» **EXERCISE GOAL**:
What lines in the material hold the string "arches"? Copy out each of them.

» **EXCERPTED RECORDS**:
↓
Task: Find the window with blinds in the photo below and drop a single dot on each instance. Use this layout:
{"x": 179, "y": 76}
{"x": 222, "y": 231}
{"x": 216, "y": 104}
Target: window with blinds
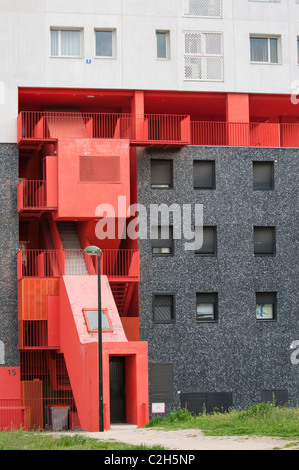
{"x": 203, "y": 59}
{"x": 99, "y": 169}
{"x": 205, "y": 8}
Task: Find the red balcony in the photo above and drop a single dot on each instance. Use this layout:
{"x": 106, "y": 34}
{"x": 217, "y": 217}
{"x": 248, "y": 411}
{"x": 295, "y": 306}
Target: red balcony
{"x": 33, "y": 197}
{"x": 35, "y": 128}
{"x": 117, "y": 265}
{"x": 244, "y": 134}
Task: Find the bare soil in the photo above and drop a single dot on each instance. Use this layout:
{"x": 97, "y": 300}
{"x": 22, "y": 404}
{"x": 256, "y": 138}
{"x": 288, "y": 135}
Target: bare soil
{"x": 191, "y": 440}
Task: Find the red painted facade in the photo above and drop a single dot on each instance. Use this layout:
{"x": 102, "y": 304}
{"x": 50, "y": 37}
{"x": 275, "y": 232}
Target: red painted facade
{"x": 70, "y": 163}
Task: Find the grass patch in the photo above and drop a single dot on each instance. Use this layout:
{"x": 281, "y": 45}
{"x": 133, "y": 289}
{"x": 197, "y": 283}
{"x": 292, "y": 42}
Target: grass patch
{"x": 264, "y": 419}
{"x": 23, "y": 440}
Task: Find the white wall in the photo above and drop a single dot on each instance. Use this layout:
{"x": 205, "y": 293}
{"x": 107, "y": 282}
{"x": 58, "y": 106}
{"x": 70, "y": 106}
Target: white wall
{"x": 25, "y": 47}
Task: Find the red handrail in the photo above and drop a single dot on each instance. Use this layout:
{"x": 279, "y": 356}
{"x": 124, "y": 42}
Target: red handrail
{"x": 115, "y": 264}
{"x": 36, "y": 125}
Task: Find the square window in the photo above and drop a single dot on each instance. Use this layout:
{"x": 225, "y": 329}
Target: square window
{"x": 206, "y": 307}
{"x": 91, "y": 318}
{"x": 162, "y": 240}
{"x": 266, "y": 306}
{"x": 263, "y": 176}
{"x": 163, "y": 308}
{"x": 209, "y": 246}
{"x": 264, "y": 241}
{"x": 162, "y": 44}
{"x": 161, "y": 174}
{"x": 204, "y": 174}
{"x": 66, "y": 42}
{"x": 105, "y": 43}
{"x": 264, "y": 49}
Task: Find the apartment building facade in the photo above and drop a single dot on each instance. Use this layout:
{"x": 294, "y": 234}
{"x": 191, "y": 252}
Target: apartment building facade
{"x": 131, "y": 106}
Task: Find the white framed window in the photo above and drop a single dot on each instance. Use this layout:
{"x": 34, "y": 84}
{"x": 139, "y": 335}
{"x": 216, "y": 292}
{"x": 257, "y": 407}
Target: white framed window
{"x": 163, "y": 44}
{"x": 105, "y": 43}
{"x": 66, "y": 42}
{"x": 265, "y": 49}
{"x": 203, "y": 58}
{"x": 203, "y": 8}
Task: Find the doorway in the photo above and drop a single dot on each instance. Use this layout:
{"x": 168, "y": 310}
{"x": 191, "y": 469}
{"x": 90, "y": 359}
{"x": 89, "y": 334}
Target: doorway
{"x": 117, "y": 373}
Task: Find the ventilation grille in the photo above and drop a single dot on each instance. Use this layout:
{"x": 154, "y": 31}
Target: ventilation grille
{"x": 206, "y": 8}
{"x": 203, "y": 56}
{"x": 99, "y": 169}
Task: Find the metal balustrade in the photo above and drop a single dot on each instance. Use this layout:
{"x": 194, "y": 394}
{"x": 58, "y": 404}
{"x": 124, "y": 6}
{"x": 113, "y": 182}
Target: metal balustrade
{"x": 138, "y": 129}
{"x": 32, "y": 196}
{"x": 152, "y": 129}
{"x": 115, "y": 264}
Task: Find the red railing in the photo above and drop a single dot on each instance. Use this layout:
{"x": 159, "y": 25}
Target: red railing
{"x": 139, "y": 129}
{"x": 252, "y": 134}
{"x": 32, "y": 195}
{"x": 236, "y": 134}
{"x": 116, "y": 264}
{"x": 40, "y": 263}
{"x": 153, "y": 129}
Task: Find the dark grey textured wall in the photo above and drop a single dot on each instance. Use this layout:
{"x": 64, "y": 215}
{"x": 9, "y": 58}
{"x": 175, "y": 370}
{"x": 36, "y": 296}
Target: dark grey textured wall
{"x": 9, "y": 231}
{"x": 237, "y": 354}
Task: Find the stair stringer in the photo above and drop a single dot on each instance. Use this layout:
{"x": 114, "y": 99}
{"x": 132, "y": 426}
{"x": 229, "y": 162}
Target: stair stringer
{"x": 80, "y": 348}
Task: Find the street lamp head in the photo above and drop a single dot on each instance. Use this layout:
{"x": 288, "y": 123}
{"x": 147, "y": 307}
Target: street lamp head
{"x": 93, "y": 250}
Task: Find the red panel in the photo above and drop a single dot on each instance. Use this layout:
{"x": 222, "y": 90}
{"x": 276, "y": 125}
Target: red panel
{"x": 237, "y": 107}
{"x": 10, "y": 388}
{"x": 53, "y": 321}
{"x": 79, "y": 200}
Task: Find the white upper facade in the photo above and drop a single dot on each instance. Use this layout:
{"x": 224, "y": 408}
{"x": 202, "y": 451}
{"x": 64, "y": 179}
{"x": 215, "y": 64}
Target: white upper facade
{"x": 239, "y": 46}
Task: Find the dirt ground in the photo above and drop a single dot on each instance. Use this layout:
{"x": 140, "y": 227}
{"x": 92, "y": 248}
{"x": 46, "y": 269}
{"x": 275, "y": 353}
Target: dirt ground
{"x": 190, "y": 440}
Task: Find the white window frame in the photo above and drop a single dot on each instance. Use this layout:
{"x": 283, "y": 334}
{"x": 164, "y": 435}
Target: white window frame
{"x": 268, "y": 37}
{"x": 192, "y": 15}
{"x": 62, "y": 28}
{"x": 167, "y": 39}
{"x": 205, "y": 56}
{"x": 111, "y": 30}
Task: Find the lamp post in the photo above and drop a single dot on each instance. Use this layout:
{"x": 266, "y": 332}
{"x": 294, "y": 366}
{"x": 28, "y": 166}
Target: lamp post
{"x": 94, "y": 250}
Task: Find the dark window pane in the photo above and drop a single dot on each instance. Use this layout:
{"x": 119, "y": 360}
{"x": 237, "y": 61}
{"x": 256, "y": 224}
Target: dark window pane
{"x": 161, "y": 173}
{"x": 264, "y": 240}
{"x": 162, "y": 45}
{"x": 161, "y": 382}
{"x": 206, "y": 307}
{"x": 162, "y": 240}
{"x": 266, "y": 306}
{"x": 204, "y": 174}
{"x": 263, "y": 175}
{"x": 209, "y": 246}
{"x": 163, "y": 308}
{"x": 104, "y": 43}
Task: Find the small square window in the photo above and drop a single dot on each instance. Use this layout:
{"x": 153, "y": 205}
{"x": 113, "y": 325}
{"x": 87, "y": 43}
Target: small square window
{"x": 162, "y": 44}
{"x": 263, "y": 176}
{"x": 209, "y": 246}
{"x": 204, "y": 174}
{"x": 207, "y": 307}
{"x": 264, "y": 241}
{"x": 163, "y": 308}
{"x": 105, "y": 43}
{"x": 162, "y": 240}
{"x": 264, "y": 50}
{"x": 91, "y": 318}
{"x": 266, "y": 306}
{"x": 66, "y": 42}
{"x": 161, "y": 174}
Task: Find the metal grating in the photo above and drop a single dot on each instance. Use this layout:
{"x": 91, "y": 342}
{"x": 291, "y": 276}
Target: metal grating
{"x": 205, "y": 8}
{"x": 203, "y": 56}
{"x": 99, "y": 169}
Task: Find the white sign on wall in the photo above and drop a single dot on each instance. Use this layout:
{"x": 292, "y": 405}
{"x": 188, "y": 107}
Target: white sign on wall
{"x": 2, "y": 353}
{"x": 158, "y": 408}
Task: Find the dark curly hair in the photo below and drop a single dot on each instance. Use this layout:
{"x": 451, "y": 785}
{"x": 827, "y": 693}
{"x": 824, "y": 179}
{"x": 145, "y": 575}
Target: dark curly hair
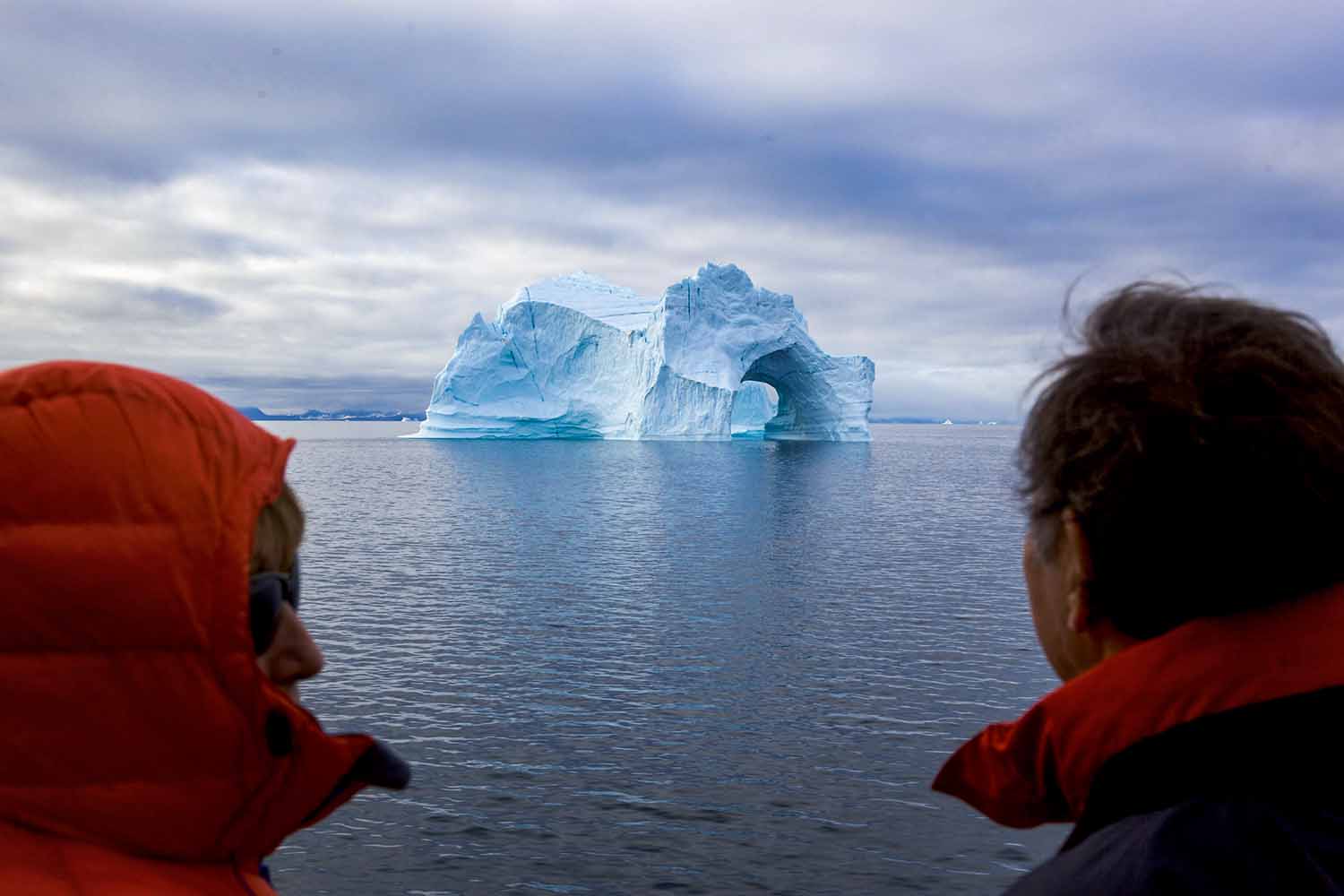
{"x": 1199, "y": 441}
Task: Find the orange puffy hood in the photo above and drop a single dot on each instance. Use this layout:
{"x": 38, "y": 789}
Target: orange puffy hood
{"x": 134, "y": 715}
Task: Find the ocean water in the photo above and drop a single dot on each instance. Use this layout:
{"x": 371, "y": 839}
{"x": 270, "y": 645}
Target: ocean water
{"x": 664, "y": 667}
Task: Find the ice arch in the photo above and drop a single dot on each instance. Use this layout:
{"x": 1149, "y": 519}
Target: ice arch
{"x": 820, "y": 397}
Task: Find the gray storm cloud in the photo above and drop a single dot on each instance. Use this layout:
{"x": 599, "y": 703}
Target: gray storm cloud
{"x": 261, "y": 195}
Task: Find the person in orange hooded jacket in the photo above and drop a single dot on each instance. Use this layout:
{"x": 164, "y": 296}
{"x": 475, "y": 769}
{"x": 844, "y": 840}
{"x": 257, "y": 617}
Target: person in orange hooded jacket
{"x": 150, "y": 642}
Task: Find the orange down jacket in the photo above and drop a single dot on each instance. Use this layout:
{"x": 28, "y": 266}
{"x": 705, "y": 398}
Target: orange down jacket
{"x": 142, "y": 748}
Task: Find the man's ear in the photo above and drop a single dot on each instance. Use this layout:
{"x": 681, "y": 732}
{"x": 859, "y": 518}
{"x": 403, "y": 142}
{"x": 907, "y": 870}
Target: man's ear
{"x": 1075, "y": 563}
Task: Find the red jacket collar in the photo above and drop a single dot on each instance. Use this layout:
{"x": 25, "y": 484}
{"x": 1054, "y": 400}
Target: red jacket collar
{"x": 1040, "y": 767}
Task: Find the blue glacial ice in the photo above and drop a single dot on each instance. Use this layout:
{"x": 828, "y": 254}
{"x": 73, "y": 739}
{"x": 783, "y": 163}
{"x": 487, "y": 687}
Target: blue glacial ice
{"x": 580, "y": 358}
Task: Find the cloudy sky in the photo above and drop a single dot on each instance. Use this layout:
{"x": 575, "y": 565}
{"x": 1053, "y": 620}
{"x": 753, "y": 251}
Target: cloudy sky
{"x": 301, "y": 204}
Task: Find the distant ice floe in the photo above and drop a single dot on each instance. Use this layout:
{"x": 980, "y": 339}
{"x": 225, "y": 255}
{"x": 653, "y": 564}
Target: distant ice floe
{"x": 580, "y": 358}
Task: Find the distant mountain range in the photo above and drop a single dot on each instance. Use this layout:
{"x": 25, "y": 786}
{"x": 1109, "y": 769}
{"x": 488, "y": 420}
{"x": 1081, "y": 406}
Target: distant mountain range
{"x": 343, "y": 414}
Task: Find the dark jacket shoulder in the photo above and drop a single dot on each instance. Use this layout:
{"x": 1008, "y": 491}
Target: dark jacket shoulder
{"x": 1202, "y": 847}
{"x": 1246, "y": 801}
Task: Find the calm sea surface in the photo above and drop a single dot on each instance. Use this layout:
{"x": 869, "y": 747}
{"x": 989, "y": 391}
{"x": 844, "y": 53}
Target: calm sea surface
{"x": 664, "y": 667}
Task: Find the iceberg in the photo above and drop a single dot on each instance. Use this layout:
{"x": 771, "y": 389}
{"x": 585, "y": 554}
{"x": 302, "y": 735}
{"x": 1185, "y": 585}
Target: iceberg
{"x": 580, "y": 358}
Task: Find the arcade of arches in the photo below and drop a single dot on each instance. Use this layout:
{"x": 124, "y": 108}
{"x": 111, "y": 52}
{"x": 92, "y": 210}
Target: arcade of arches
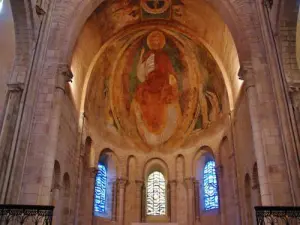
↑
» **ANSWER SECTION**:
Task: Find the arcade of arches in the photo below and drop a single dot on each instance. Use this layout:
Target: arcade of arches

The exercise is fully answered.